• _Goal of the exercise_: Every line below that has the string "frame" needs to be copied.

• _Source data_:

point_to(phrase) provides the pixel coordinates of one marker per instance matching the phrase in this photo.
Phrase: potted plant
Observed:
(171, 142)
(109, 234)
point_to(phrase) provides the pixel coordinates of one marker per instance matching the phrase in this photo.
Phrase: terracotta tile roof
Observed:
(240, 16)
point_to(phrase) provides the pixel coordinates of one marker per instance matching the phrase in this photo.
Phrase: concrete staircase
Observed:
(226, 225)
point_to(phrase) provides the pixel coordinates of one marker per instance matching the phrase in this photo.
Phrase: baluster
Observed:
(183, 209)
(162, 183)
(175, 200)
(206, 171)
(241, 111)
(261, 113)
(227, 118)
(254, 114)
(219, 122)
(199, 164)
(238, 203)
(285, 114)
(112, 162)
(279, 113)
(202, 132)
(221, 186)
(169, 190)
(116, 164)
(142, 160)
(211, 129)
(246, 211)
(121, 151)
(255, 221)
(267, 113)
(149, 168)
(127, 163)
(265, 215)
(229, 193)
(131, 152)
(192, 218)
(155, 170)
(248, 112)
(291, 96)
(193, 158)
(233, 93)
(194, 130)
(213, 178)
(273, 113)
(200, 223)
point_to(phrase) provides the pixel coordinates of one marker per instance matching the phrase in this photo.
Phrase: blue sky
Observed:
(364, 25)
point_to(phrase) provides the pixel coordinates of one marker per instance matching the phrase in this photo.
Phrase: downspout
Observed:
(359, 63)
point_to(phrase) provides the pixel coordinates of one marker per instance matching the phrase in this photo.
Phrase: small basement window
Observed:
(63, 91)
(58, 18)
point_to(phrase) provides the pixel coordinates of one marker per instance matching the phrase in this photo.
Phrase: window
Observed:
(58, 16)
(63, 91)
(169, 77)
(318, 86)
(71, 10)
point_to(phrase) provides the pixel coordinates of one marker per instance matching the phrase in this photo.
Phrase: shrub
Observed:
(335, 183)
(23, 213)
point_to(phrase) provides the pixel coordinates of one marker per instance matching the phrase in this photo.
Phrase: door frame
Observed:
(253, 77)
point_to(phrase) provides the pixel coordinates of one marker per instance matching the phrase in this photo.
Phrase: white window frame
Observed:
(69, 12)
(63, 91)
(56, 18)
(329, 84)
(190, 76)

• _Output of the exercise_:
Phrase: door frame
Phrase: white window frame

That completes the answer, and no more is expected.